Task prompt
Write what comes next in the passage below on the Red Guards and the Russian guerilla bands, picking up right after its final sentence.

Page
---------------

In the October fighting the Red Guards and revolutionary units of the regular army amalgamated for the time to form an armed force that could act homogeneously on behalf of the proletarian revolt. When the revolutionary soldiers went back to their units after the victory and there demobilized themselves in order to return to their factories or villages, they left the Red Guard to act as armed defence forces for the factories and so constitute the picked troops of the Revolution. The fighting value of the various Red Guard formations was by no means uniform, as it depended on the strength of their Bolshevist cadres, the extent to which they were permeated with experienced soldiers from the front, and the personal and military qualities of the men they elected as leaders.
The principle of the election of officers was universally established. From the standpoint of military qualifications, this was bound to affect the efficiency of the units to a greater or less degree. The Red Guardsmen set less store by the standard of military capacity in their commanders than by the soundness of their political views, and were, indeed, often moved to vote for candidates who enjoyed universal popularity. This often led to currying favour and to demagogic tricks and intrigues.
The Red Guards were equal to their task of defending the new Soviet régime until the counter-revolutionaries coalesced and sent properly organized troops against them. But the Guards, mainly drawn from the towns and industrial centres, were found wanting as a defence for the dictatorship of the proletariat when called upon to face attacks by White armies consisting of regulars. Yet, as the Historical Section of the War Academy notes, they acted in the first months of the Civil War as “the shield of the Russian proletariat against the enemy operations of foreign and native counter-revolutionaries. Using them as a basis, the Soviet régime began to build up its armed forces, and the first fighting formations of the Red Army were grouped round the Red Guard divisions.”
While the Red Guards were in process of formation in the industrial centres, another force of unique character came into existence spontaneously in the steppe lands. This was the guerillas or bands of armed peasants who formed units to defend the land they had won in the October Revolution. The special character of Russian guerilla warfare was determined by the following factors:
The immense size of Russia and her comparatively scanty population; the defective system of transport and communication, which underwent further degeneration in the course of foreign and civil war; the lack of reliable contact with the capital; the extraordinary diversity of social structure, culture, density of population and national composition in the peasantry, and finally the diverse nature of the country, i.e. steppes, mountains and taiga (Siberian virgin forest).
Speaking generally, we find that the guerilla movement assumed two widely contrasted aspects, represented respectively by the Ukrainian guerillas, among whom the influence of the individualistic wealthier peasants predominated, and the Siberian guerillas, who manifested the peasant-proletarian disciplined character of the movement. Naturally the line dividing these two opposites was by no means a territorial one; indeed, both these guerilla manifestations often existed side by side, and were often closely woven with one another in the same band.

---------------

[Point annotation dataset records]

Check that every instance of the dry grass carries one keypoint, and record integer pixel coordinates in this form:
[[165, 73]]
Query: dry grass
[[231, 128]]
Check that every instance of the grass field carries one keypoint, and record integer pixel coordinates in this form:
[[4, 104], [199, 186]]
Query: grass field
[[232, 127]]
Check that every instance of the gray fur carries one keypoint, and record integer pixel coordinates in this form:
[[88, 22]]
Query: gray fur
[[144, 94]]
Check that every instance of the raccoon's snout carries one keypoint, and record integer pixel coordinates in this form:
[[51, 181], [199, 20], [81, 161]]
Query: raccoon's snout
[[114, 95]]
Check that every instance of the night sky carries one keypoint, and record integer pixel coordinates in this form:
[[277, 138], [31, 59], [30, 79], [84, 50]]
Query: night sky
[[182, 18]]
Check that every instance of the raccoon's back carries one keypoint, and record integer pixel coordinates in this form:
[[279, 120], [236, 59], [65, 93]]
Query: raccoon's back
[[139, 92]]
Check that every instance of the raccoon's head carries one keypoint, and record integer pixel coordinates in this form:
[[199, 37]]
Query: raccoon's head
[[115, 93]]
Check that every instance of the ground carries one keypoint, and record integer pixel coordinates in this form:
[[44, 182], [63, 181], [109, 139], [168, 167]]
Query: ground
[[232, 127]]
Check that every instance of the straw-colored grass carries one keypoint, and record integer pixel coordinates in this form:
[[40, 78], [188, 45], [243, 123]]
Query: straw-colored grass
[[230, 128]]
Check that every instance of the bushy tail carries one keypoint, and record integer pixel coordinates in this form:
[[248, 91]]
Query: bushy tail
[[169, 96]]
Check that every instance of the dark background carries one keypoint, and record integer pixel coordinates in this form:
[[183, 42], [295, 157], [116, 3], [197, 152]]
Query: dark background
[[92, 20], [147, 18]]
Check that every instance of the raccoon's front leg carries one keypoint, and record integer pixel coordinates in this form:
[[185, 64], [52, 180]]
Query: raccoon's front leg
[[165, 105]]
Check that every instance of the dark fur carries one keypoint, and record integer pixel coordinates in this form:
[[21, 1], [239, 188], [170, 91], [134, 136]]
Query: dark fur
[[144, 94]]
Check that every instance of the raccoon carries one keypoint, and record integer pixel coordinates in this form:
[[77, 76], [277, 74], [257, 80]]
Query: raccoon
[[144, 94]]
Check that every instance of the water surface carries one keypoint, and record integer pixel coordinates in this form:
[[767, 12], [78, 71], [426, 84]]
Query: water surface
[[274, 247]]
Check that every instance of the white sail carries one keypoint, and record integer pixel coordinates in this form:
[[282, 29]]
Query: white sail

---------------

Output for this task
The greater organizational capacity and better discipline of the Siberian bands was to some extent due to social conditions, but mainly to the immense distances of the Siberian steppes and taiga, which force men to depend one upon another and to afford mutual assistance in the battle against Nature. Moreover, for more than a century Siberia had been the land to which the Tsars banished political opponents who were inconvenient to them; for generations these exiles had contrived to raise the revolutionary consciousness of the entire Siberian population, including the peasantry, to an extraordinarily high level. We may follow the development of one of these Siberian guerilla bands, typical of many others, in the writings of Ilyukov, who organized and led the guerillas of Sutshan:
“The workers alone came forward as defenders of the Revolution during the period of the landing of the army of intervention at Vladivostok and the operations against the Czechoslovak legionaries. The majority of the broad masses of peasantry remained inactive. The revolutionary forces of the peasantry did not develop until four or five months later, i.e. at a time when all Siberia and the Far East was in the hands of the White Guards. Uncurbed reaction took possession of the towns, but when the counter-revolutionaries established their power by fire and sword, the peasantry gradually began to fathom the true significance of the events which were taking place.
“The rule of the Whites revealed itself as an excellent means for revolutionizing, in the course of a few months, not only the villages, but also the petty bourgeoisie and intelligentsia of the towns. The peasants of the Sutshan district assembled and formed a ‘Committee to organize revolutionary resistance to the counterrevolutionaries and interventionists.’ Ilyukov was elected president. Soon further bands were formed in neighbouring villages.
“The committee proposed to occupy the whole of the Sutshan valley and establish contact with the Sutshan coal-mines and railway in order to form further workers’ organizations there; but the subsequent course of events gave them no chance to complete their plans. The news from the front was ever more favourable for the Whites, while the Red Guard retreated and suffered one defeat after another. We were compelled to begin an immediate offensive in order to divert as many of the enemy’s forces as possible to ourselves and away from the Ural front.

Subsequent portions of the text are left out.